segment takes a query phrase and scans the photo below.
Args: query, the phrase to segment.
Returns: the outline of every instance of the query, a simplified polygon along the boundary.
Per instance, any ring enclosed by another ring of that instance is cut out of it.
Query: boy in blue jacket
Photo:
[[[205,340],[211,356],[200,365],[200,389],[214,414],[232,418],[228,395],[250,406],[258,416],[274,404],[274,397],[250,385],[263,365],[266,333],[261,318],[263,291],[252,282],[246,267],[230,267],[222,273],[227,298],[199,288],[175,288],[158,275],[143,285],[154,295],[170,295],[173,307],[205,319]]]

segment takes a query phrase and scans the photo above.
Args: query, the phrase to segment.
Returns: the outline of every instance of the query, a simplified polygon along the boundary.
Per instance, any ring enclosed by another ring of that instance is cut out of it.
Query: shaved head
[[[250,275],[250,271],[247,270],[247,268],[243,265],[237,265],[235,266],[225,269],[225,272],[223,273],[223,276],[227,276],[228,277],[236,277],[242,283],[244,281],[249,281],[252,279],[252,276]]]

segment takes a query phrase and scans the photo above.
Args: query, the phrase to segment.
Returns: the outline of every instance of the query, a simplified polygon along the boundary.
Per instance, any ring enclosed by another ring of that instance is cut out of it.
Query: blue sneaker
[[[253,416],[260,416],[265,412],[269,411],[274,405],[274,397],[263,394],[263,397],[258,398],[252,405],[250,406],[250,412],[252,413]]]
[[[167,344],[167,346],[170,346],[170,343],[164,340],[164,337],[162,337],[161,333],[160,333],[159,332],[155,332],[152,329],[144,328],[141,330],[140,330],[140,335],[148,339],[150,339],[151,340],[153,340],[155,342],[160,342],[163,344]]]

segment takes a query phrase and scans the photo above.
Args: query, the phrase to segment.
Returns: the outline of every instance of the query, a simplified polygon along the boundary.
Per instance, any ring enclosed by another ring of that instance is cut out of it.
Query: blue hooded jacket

= = =

#### Challenge:
Rewrite all of the records above with each "simplified polygon" switched to "reduced polygon" and every other line left unchanged.

#### The answer:
segment takes a query phrase and scans the photo below.
Args: query, the phrase to segment.
Returns: the outline of every instance of the query, a reduced polygon along the boundary.
Per instance, any ring enclosed by another ring of that instance is cut out of it.
Query: boy in blue jacket
Photo:
[[[205,340],[211,356],[200,365],[200,389],[214,414],[232,418],[228,395],[250,406],[258,416],[274,404],[274,397],[250,385],[263,365],[266,333],[261,318],[263,291],[252,282],[246,267],[230,267],[222,273],[227,298],[199,288],[175,288],[158,275],[143,285],[154,295],[170,295],[173,307],[205,319]]]

segment takes a query phrase and scans the photo above.
Args: query, the phrase to segment.
Returns: the outline of every instance of the query, a reduced polygon along the boundary.
Per instance, any ring enclosed by another ring of that instance is cut out of it.
Query: shaved head
[[[250,275],[250,271],[247,270],[247,268],[243,265],[237,265],[235,266],[225,269],[225,272],[223,273],[223,276],[227,276],[228,277],[236,277],[242,283],[244,281],[249,281],[252,279],[252,276]]]

segment takes a query phrase and scans the photo above.
Args: query, the phrase to segment.
Returns: the outline of every instance of the query, a reduced polygon along the boundary.
Per instance, any ring enclosed by another ring of that instance is cut out of it.
Query: blue sneaker
[[[253,416],[260,416],[265,412],[269,411],[274,405],[274,397],[263,394],[263,397],[258,398],[252,405],[250,406],[250,412],[252,413]]]
[[[167,344],[167,346],[170,346],[170,343],[164,340],[164,337],[162,337],[161,333],[160,333],[159,332],[155,332],[152,329],[144,328],[141,330],[140,330],[140,335],[148,339],[150,339],[151,340],[153,340],[155,342],[160,342],[163,344]]]

segment takes a query phrase and scans the photo above.
Args: query, the phrase to segment.
Returns: the outline of every instance of the query, a reduced polygon along the boundary.
Per instance, any ring enclosed by another ring of that instance is cut out of it.
Query: blue hooded jacket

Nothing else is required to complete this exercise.